_Aim of the exercise_
Repeat all the material exactly; pictures stay out of your copy.

Data items:
┄┄┄┄┄┄┄┄┄┄
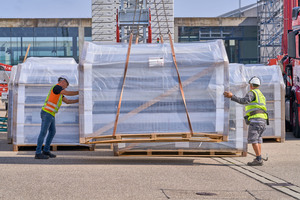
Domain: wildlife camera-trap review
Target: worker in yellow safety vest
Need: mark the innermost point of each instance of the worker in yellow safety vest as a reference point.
(256, 116)
(51, 106)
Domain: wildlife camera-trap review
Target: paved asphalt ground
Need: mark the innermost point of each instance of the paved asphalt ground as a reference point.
(99, 175)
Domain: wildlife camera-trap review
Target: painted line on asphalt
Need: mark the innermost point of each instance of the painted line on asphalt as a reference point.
(267, 179)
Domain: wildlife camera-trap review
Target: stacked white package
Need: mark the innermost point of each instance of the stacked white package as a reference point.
(237, 138)
(30, 86)
(273, 87)
(152, 102)
(10, 105)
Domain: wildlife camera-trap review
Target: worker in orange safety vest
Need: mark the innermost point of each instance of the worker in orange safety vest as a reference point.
(51, 106)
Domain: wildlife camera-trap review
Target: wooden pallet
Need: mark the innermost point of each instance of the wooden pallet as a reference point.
(181, 152)
(55, 147)
(155, 137)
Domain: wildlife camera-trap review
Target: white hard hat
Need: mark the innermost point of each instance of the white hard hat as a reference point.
(63, 77)
(254, 80)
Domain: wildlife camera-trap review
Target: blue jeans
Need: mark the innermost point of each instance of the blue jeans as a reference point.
(48, 123)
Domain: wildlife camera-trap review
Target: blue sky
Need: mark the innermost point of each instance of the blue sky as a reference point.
(82, 8)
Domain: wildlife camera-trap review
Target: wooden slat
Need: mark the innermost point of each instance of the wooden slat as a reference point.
(123, 84)
(153, 101)
(181, 152)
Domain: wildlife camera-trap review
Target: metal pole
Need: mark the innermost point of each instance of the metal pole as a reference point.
(240, 5)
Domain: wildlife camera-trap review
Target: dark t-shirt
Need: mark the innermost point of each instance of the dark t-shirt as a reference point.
(57, 89)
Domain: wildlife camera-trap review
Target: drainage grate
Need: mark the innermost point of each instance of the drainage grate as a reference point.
(206, 194)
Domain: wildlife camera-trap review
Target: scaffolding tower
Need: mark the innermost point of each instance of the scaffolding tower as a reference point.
(105, 13)
(270, 29)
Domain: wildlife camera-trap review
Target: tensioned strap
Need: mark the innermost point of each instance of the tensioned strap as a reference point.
(123, 84)
(180, 84)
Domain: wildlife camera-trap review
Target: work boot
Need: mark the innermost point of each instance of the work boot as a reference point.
(50, 155)
(41, 156)
(255, 162)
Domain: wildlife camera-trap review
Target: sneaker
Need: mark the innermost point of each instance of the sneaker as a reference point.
(50, 155)
(255, 162)
(41, 156)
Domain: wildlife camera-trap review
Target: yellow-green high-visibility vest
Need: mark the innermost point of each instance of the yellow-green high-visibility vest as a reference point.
(52, 102)
(258, 104)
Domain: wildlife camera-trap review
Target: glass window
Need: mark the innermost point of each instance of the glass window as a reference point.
(45, 41)
(87, 34)
(67, 42)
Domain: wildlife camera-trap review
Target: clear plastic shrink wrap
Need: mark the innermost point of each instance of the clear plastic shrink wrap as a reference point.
(237, 139)
(273, 87)
(30, 86)
(151, 77)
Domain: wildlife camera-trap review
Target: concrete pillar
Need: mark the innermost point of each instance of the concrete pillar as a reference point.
(80, 38)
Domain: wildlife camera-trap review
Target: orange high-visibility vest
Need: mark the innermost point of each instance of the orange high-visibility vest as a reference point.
(52, 102)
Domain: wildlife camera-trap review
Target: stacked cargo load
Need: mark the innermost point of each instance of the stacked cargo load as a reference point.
(273, 87)
(10, 104)
(30, 86)
(237, 138)
(151, 101)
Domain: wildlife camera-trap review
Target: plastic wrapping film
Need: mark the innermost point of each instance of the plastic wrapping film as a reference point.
(237, 138)
(273, 88)
(10, 104)
(30, 86)
(151, 101)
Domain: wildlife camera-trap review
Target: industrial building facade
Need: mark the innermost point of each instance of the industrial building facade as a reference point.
(239, 35)
(47, 38)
┄┄┄┄┄┄┄┄┄┄
_Response to this task_
Domain: wildlife camera-trap review
Target: worker in yellow safety vest
Need: mark the innermost point of each instance of the worker in yellow safety vest as a reference point.
(256, 116)
(51, 106)
Domain: wildlife camera-trap review
Target: paved asphalt ground
Need: mark the innermost point of each instance of the paved asphalt ground as a reference point.
(99, 175)
Domain: wildlife camera-trap review
Target: painted line on asphalt
Need: mark the innermost point of each instance of the painted line on asphalt as a reference point.
(267, 179)
Domain: wildlife camera-trap review
Target: stacked white package
Need: mark the innermost point of each instance of the stacked white package as a reference point.
(237, 138)
(30, 86)
(273, 87)
(152, 102)
(10, 105)
Domain: wildlife camera-trap review
Target: worker in orange safety vest
Need: mark the innermost point of each instance of the worker in orange safety vest as a reference point.
(51, 106)
Domain: wildlife camera-trap review
Target: wooden pallet
Need: mark the innermost point of each instance of the wooden pallet as a reference point.
(181, 152)
(55, 147)
(155, 137)
Domain: wildlife camera-trap review
Target: white hard hat
Need: mark the innermost point of each instance of the white hard hat as a reference point.
(63, 77)
(254, 80)
Domain: wildlife camera-trap review
Target: blue jeans
Need: mark the innermost point of each instance of the blue jeans as a reference point.
(48, 123)
Domain: wildlife camera-trap review
Target: blue sky
Need: mark the innermost point of each instance of the blue sky as a reference point.
(82, 8)
Domain: wildlife camera-trap review
Target: wooden slat
Need: mark the innermost point of each instance of the wooden slat as a reference point.
(123, 84)
(153, 101)
(181, 152)
Domain: wildlife camera-trap review
Target: metal pole
Need: mark the innermost point of each instance of the metal pole as a reference point.
(240, 5)
Domain: wildlife camera-trap review
Target: dark t-shirt
Need: mark the innermost point of each instance of the dark t-shirt as a reference point.
(57, 89)
Domain: wildlife camera-trap review
Target: drainage grate
Need: mark the innermost point of each instance of the drainage grate as a reference point.
(206, 194)
Domain: wildlife camera-trap review
Target: scaffolding tower
Need: mark the innermost point of each instance of the scaffolding tower as a reference point.
(105, 13)
(270, 29)
Domain: wildlife camera-trap review
Target: tensioned strap
Need: mark the innermost point of each instance of the tensioned strap as a reference point.
(123, 84)
(180, 84)
Domain: wildlife camera-trap review
Target: work boot
Need: mark the innermost point of each instance of the work boot as a reference point.
(50, 155)
(41, 156)
(255, 162)
Domain: wildlife camera-trap review
Target: sneaker
Need: mark the innermost point of each instance of the sneaker as a reference point.
(50, 155)
(255, 162)
(41, 156)
Domain: wildlife camera-trap review
Target: yellow-green high-visibility vest
Need: mark the innermost point of each instance of the yellow-green high-visibility vest as a reference point.
(52, 102)
(258, 104)
Domain: wildlife camera-trap review
Target: glass window
Need: mark the innermost point of each instance of the glass window as a reference point.
(45, 41)
(87, 34)
(67, 42)
Domain: wildlife camera-trap review
Target: clear plastic shrink wrap
Need: mark the innermost point of each instance of the clear plastic shrink wrap as a reference point.
(237, 139)
(273, 87)
(30, 86)
(151, 77)
Domain: wildlife camera-trap review
Target: concrete pillar
Need: mark the innermost point of each instance of the concrete pillar as a reference point.
(80, 38)
Domain: wildlife camera-trap review
Target: orange high-visibility vest
Need: mark the innermost point of each instance of the orange high-visibility vest as a reference point.
(52, 102)
Domain: wildlife camera-trap review
Target: stacked cargo load
Need: mark the innermost point of each instance of the stacked cargo load as a reference point.
(273, 87)
(10, 104)
(30, 86)
(237, 138)
(151, 101)
Domain: wildlife camera-trap review
Target: plastic wrapping film
Need: mark the innermost point of each instance of the plastic wrapping film as a reference point.
(237, 138)
(273, 88)
(10, 104)
(30, 86)
(151, 101)
Domain: wildlife camera-trap review
Target: industrial building facade
Need: mark the innermost point of each instance of the industrial building facade as a reference point.
(239, 35)
(47, 38)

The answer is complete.